Tuesday, May 8, 2007

Bergle At the Movies: 29 Palms

G'Day,

So, I was up last night (as always) and I see that Sundance is running 29 Palms. For whatever reason, I remember wanting to see it once upon a time, so I say 'fuck it' and decide I'll stay up a little later than I was planning on. Big mistake....


29 Palms (2003)
Directed by Bruno Dumont
Starring: David Wissak, Katia Golubeva

First and foremost, this is an art film. I say this not to scream from the rafters "Hey everyone, I watch art films!" but to set the context of what I'm about to describe. According to some, 29 Palms is an intense, if empty exploration of life and 'love' in the post 9/11 era. David (David Wissak) is a filmmaker or photographer (we never really find out) who goes to the town of 29 Palms with his Russian girlfriend Katia (Katia Golubeva), who appears to be emotionally unstable and whose French is as incomprehensible as David's is just plain bad.

The movie begins on the highways outside L.A.; David driving his bright, sparkling red H2 while Katia lies in the backseat. David stares intently at maps and takes a cell phone call during this sequence before pulling off the highway to gas up the 'truck'. They continue on, arrive at their hotel, fuck in the pool (violently, I might add; I wasn't sure for a moment if this was a rape scene or not--a thought I would come to regret...) and go to a local chinese restaurant where they split an appetizer and main course, pissing off the owner/waitress.

This was the first 30 minutes of the movie.

- [LISTED RECORDS]:
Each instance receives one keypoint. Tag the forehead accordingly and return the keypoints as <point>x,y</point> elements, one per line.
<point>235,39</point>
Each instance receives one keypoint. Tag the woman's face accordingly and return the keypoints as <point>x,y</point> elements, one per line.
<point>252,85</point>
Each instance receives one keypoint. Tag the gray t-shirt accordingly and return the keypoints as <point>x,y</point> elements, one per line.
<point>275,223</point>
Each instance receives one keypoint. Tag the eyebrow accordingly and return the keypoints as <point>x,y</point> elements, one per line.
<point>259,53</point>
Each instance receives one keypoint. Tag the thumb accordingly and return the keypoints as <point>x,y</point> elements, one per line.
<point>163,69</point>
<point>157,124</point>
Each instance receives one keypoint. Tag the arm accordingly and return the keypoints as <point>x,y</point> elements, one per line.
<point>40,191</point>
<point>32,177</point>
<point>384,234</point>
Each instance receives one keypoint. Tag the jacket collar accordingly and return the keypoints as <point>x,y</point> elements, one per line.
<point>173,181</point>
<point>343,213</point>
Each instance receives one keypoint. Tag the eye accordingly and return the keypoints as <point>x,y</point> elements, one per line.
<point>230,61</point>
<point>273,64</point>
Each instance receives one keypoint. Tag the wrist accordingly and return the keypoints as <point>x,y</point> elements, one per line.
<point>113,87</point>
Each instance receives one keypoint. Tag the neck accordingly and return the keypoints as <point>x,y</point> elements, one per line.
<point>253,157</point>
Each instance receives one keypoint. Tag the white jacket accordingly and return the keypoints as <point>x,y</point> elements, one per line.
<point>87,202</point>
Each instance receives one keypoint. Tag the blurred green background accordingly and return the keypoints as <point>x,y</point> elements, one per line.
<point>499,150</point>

- [TASKS TO CARRY OUT]:
1. Reproduce a passage from the review of 29 Palms, beginning at the words "So, I was up" and stopping after the words "just plain bad.".
2. Carry on the review of 29 Palms from its final sentence.

- [ANSWER LIST]:
1.
So, I was up last night (as always) and I see that Sundance is running 29 Palms. For whatever reason, I remember wanting to see it once upon a time, so I say 'fuck it' and decide I'll stay up a little later than I was planning on. Big mistake....


29 Palms (2003)
Directed by Bruno Dumont
Starring: David Wissak, Katia Golubeva

First and foremost, this is an art film. I say this not to scream from the rafters "Hey everyone, I watch art films!" but to set the context of what I'm about to describe. According to some, 29 Palms is an intense, if empty exploration of life and 'love' in the post 9/11 era. David (David Wissak) is a filmmaker or photographer (we never really find out) who goes to the town of 29 Palms with his Russian girlfriend Katia (Katia Golubeva), who appears to be emotionally unstable and whose French is as incomprehensible as David's is just plain bad.

2.
To say Dumont's style here is 'paced' is to be very, very kind. Like Mother Theresa kind. The only scene out of the beginning that is redeeming at all, in fact the only scene in the entire movie that rings true and is relateable in any way is between the gas station and the hotel. David, driving along, alternately staring off into the desert and not, is asked by Katia what he is thinking in that way that only girlfriends do. David of course says he isn't thinking about anything (and in his defense I have to say, I was watching and he didn't appear to be thinking about anything during the movie at all) which leads to Katia asking again and again because as a woman she can't believe that and David of course ends up getting angry because she won't let it go. It is so uncomfortable and tense and real and dead on it's scary. Of course the next time we see them they're in the motel pool and he's shoving his cock into her. Nice.

The next 75 minutes is a thrill ride that take us from harsh, barely-above-animalistic sex (not a dealbreaker, mind you) to long walks through the Joshua Tree National Park where David is 'scouting a shoot' to their hotel room. Lather, rinse, repeat. The only moments of anything are David straining under he and Katia's communication problem while they have ice cream, leading to the line of the movie...

David: "You know something? I'd like to have some conversations that have some logic to them, because sometimes you say one thing and then you say another thing and it's completely dysfunctional!"

Right on, brother. I've been waiting for over an hour for something like that. Of course, Katia pauses and then says "J'taime". Like that means anyfuckingthing at this point. The only other moment comes soon after. Katia locks herself in the bathroom (for reasons we never learn--lot of that in this movie) and David, frustrated with living with this potentially bipolar girl throws her out and locks the door behind her. In the resulting scene we see Katia pacing back and forth in front of the motel, the whole time running and hiding every time a car drives by, and not in the normal 'I don't want anyone to see me' way. She seems delusional (schizophrenic?) and when David comes out to bring her back inside, it literally takes them physically fighting in the middle of the street to bring her back to anything resembling a rational human being, and that's still a far way off for her.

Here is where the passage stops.